— WHAT IS BEING ASKED —
Scan the lines below; pull out those with "eagle".

*** Opening of DATASET EXCERPTS ***

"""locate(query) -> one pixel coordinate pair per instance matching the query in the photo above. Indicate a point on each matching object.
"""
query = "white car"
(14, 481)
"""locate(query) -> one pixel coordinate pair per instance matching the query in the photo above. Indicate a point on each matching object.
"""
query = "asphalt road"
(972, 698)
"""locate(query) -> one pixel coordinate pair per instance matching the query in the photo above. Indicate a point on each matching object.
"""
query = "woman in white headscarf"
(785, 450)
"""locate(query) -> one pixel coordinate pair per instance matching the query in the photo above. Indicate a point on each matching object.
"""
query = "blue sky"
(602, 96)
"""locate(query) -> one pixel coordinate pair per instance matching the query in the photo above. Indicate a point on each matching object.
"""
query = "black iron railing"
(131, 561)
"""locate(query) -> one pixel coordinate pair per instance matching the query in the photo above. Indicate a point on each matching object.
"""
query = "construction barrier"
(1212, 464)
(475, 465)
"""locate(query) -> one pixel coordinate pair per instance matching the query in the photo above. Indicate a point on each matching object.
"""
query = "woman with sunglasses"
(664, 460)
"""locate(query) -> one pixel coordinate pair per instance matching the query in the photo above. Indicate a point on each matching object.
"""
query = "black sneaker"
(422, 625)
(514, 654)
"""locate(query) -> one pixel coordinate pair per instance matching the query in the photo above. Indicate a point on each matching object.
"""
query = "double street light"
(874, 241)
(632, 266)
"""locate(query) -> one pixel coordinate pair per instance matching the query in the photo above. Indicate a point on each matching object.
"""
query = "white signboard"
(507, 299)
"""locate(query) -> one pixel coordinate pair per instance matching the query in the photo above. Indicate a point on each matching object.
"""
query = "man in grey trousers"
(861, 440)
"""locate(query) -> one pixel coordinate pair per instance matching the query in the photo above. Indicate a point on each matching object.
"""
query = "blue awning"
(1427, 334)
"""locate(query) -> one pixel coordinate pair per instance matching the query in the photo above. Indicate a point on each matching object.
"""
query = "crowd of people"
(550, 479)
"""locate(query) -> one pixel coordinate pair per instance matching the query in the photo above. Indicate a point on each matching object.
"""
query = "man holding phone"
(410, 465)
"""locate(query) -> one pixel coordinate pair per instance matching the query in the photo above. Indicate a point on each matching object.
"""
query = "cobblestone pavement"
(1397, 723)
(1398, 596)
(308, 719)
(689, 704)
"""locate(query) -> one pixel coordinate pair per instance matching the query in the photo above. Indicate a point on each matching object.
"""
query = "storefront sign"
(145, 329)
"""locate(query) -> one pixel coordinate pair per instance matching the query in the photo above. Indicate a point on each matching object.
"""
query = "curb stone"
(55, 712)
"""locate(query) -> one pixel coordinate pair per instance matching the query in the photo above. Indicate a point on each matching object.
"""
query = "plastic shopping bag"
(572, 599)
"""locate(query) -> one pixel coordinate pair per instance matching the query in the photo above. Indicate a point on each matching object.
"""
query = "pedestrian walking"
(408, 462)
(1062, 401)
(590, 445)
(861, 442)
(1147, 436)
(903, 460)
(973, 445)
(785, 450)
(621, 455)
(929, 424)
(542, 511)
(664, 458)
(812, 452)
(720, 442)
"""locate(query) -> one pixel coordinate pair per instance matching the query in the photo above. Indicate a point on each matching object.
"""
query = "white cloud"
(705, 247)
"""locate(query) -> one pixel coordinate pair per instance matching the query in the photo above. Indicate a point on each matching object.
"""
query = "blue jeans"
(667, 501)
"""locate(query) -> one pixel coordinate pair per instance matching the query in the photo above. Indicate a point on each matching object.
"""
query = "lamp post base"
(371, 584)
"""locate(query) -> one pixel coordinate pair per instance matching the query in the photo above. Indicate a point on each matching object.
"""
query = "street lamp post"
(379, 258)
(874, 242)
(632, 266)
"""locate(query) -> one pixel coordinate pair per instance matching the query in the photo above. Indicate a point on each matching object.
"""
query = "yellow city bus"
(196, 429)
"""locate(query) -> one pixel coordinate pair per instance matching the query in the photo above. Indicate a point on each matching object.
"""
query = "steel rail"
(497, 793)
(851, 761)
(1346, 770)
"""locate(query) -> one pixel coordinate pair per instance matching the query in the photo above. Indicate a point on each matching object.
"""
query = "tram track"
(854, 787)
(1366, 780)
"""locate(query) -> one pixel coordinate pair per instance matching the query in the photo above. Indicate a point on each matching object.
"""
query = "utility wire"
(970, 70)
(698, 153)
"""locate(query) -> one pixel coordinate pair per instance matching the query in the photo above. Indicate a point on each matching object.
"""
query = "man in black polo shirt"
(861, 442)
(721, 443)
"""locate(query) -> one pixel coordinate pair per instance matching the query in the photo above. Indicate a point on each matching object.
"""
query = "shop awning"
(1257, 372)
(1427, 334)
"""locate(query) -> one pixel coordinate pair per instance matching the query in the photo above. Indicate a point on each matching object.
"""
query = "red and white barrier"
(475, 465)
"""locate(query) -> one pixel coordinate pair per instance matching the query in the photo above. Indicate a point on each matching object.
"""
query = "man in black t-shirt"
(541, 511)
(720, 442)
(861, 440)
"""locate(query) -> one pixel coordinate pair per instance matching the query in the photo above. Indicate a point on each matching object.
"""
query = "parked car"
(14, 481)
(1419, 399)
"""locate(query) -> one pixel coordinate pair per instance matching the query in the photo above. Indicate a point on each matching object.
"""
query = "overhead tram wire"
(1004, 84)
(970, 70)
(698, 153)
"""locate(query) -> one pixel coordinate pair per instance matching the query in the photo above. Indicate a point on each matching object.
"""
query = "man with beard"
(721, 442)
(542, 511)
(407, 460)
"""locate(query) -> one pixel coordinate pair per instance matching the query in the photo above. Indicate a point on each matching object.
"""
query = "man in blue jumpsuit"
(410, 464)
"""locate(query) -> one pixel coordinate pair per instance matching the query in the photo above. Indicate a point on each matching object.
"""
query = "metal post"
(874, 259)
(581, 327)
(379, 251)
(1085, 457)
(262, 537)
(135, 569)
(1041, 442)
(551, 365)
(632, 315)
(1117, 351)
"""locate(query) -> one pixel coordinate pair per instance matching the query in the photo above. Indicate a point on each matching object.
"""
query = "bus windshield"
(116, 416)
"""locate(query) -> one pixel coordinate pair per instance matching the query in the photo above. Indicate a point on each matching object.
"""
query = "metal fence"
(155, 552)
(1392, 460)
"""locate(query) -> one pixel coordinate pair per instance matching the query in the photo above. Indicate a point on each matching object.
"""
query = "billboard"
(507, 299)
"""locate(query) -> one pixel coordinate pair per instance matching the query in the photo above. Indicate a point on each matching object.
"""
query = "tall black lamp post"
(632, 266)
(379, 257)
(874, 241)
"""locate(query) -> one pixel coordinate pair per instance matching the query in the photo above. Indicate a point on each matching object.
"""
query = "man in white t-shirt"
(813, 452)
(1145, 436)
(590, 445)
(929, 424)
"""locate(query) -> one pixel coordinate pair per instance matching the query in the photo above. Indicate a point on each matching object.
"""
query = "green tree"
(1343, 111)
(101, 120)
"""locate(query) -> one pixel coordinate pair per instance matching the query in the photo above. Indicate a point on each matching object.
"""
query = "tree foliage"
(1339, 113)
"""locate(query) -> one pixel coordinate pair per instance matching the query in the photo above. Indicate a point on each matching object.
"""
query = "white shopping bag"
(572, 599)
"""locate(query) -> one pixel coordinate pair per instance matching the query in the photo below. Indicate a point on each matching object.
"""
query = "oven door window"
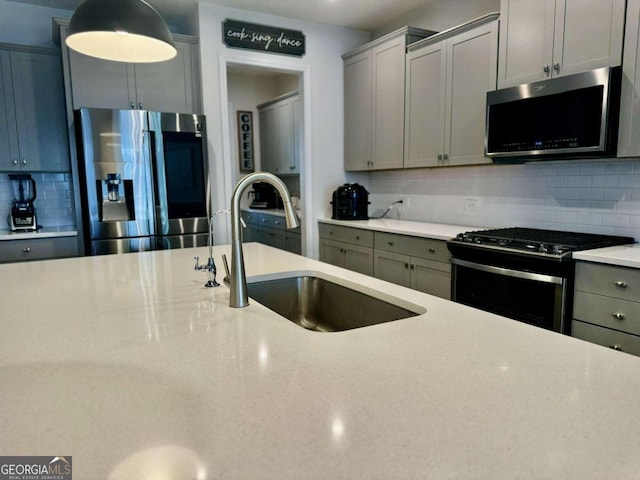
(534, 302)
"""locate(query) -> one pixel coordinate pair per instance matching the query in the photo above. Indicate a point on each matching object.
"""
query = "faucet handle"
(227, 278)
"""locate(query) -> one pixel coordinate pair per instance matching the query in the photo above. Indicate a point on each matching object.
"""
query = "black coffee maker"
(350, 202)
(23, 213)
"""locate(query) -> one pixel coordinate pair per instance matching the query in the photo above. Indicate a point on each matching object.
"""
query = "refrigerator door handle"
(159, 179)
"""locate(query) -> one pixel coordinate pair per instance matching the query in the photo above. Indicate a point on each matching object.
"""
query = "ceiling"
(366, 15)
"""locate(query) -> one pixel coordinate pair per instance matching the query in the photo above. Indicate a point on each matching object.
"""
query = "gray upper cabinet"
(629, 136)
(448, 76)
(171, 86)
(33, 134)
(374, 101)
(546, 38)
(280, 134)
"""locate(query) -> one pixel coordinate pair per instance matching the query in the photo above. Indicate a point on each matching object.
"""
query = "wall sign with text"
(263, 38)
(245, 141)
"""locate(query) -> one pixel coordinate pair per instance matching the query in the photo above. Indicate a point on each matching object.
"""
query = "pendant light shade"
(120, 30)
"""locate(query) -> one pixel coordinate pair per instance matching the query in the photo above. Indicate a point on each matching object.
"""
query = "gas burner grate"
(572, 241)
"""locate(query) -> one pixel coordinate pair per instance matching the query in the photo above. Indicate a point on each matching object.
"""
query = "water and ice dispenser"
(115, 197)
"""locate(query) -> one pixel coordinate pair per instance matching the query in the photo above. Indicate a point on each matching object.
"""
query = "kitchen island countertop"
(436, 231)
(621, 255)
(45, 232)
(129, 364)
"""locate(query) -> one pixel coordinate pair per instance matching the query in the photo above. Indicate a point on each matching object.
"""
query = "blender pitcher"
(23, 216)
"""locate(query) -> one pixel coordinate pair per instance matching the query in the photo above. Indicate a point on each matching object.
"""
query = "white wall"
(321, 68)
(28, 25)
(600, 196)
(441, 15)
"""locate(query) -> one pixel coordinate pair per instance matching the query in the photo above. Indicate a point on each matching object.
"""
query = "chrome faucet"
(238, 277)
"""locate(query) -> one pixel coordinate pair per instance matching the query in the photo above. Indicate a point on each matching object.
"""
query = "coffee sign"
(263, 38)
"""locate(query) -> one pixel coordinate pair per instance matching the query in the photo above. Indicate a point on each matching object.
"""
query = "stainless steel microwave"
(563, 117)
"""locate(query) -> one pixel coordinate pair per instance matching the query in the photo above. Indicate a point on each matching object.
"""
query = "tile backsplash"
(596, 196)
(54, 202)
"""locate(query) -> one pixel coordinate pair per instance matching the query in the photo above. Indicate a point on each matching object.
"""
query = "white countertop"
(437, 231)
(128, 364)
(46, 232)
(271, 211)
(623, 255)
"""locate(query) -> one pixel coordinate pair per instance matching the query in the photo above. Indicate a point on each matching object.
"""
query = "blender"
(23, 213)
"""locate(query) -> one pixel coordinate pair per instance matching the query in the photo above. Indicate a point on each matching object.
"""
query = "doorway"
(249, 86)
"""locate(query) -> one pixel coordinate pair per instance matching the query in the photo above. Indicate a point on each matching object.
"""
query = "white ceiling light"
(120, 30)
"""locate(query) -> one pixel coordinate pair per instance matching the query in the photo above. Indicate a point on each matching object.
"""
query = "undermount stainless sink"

*** Close of DATASET EXCERPTS ***
*** Opening of DATASET EXCERPTS ***

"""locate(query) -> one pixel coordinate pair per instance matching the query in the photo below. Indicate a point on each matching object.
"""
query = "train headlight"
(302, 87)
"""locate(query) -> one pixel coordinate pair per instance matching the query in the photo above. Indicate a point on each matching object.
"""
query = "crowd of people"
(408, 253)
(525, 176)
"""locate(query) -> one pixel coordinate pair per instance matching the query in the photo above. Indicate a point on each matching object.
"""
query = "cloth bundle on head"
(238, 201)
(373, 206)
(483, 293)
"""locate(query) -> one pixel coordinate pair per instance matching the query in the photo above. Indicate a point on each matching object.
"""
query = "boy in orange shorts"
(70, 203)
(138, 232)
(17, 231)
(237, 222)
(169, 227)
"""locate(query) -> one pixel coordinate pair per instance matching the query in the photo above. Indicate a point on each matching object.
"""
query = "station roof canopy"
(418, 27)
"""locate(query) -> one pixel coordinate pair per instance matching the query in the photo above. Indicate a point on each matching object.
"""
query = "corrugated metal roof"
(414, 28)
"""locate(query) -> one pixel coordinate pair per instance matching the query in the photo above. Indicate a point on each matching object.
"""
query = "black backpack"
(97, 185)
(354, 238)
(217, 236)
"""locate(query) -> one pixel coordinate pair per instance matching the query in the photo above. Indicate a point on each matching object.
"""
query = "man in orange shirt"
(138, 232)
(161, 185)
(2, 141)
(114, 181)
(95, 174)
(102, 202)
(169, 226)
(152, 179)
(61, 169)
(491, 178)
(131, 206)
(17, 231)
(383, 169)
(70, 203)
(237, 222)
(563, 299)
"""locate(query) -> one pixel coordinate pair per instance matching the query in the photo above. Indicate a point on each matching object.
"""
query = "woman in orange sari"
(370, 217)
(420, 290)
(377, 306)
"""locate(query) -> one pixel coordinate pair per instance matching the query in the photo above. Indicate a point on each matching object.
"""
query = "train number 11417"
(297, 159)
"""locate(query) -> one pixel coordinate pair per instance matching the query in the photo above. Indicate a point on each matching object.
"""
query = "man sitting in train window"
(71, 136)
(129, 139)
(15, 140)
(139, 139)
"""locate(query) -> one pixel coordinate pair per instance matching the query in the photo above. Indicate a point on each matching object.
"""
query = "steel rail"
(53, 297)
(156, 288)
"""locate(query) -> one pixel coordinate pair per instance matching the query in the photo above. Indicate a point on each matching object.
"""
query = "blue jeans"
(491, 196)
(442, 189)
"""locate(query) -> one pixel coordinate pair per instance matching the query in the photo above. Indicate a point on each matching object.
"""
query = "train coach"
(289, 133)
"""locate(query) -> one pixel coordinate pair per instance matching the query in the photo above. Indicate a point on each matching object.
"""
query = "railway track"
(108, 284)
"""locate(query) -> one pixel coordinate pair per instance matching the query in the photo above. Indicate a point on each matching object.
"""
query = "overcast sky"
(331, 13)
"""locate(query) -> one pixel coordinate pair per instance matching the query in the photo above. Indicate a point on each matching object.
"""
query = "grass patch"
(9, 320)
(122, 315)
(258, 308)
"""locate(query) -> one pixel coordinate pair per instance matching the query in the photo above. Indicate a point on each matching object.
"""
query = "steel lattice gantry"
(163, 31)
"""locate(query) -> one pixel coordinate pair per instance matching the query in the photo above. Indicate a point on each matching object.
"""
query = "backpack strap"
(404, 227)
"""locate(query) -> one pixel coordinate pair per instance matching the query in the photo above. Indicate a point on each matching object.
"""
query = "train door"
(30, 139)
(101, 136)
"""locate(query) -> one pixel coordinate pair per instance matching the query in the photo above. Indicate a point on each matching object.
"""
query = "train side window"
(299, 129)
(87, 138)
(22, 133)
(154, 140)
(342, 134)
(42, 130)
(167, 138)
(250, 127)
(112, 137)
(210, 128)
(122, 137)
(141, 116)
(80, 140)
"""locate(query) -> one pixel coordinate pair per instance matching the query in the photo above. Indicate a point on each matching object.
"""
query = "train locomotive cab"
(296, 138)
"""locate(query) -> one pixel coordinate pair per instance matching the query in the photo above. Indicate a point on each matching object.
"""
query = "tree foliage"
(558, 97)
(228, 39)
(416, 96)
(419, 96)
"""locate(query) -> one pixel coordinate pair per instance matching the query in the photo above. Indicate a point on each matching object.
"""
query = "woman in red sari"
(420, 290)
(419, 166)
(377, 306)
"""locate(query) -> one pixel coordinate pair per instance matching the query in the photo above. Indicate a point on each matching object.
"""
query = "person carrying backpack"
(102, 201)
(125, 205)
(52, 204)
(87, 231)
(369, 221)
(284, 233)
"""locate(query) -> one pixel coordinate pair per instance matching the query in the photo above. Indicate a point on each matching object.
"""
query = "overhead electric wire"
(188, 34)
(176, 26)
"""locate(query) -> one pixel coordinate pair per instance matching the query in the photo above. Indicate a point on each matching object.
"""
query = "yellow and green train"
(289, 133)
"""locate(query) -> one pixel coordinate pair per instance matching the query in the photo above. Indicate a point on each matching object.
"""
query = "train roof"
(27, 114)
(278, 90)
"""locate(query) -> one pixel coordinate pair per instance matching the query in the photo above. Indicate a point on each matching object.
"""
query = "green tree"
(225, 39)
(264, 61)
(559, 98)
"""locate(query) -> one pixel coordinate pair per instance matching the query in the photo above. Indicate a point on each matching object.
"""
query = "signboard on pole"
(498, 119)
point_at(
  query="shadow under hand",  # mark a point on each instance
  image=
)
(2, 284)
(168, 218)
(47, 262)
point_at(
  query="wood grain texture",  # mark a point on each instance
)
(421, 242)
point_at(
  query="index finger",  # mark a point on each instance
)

*** Close of DATASET EXCERPTS ***
*** Opening of DATASET EXCERPTS ***

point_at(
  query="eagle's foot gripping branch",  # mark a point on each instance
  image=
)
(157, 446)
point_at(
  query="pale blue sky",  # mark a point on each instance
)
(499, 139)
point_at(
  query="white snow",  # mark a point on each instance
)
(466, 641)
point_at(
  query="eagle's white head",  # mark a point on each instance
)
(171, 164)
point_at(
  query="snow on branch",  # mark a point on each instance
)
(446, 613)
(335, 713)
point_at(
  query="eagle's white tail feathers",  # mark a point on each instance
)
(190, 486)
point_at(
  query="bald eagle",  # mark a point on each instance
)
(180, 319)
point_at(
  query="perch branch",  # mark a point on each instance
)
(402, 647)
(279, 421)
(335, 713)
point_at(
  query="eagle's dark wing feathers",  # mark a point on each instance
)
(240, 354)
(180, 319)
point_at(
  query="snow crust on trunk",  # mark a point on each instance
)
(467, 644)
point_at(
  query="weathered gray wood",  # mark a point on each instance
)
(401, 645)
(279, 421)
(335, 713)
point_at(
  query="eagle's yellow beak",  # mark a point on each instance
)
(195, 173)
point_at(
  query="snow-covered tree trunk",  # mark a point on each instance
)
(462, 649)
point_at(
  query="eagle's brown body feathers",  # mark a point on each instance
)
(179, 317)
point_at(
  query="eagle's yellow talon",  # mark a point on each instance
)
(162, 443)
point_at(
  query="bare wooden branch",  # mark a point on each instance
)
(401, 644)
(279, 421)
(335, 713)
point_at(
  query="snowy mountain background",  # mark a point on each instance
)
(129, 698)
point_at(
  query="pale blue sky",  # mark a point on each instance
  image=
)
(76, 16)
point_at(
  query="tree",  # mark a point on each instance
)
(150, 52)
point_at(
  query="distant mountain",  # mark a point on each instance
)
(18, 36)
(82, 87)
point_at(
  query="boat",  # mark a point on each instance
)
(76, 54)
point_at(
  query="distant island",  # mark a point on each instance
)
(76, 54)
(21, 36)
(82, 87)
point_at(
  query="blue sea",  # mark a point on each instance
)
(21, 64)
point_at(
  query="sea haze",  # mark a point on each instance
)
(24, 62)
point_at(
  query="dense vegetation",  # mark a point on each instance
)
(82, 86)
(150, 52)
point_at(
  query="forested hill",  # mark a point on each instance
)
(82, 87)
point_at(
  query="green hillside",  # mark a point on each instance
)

*** Close of DATASET EXCERPTS ***

— SOLUTION TO THIS TASK —
  query="eagle's foot gripping branch",  # mark a point on each instance
  query="eagle's white head",  # mark a point on each instance
  query="eagle's white tail feathers",  # mark a point on each instance
  query="bald eagle",  # mark a point on each instance
  query="eagle's dark wing feathers",  # mark a point on each instance
  query="eagle's yellow beak",  # mark a point on each instance
  query="eagle's brown body feathers",  # mark a point on each instance
  query="eagle's yellow talon",  # mark a point on each instance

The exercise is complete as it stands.